## Material for this exercise
# # # # # # #
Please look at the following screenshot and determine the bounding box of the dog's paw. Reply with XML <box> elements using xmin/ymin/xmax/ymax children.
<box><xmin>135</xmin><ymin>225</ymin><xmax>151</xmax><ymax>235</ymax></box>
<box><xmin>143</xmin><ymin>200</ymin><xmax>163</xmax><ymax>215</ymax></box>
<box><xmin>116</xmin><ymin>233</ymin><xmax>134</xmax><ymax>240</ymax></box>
# # # # # # #
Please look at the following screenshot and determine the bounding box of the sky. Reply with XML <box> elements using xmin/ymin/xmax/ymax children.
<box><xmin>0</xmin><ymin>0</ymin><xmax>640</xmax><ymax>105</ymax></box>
# # # # # # #
## Request
Which lines of the records above contain the word "Please"? Copy each of those lines in full.

## Full solution
Please look at the following screenshot and determine the bounding box of the dog's paw. Reply with XML <box> elements using xmin/ymin/xmax/ymax children.
Please look at the following screenshot and determine the bounding box of the sky. Reply with XML <box> elements using xmin/ymin/xmax/ymax children.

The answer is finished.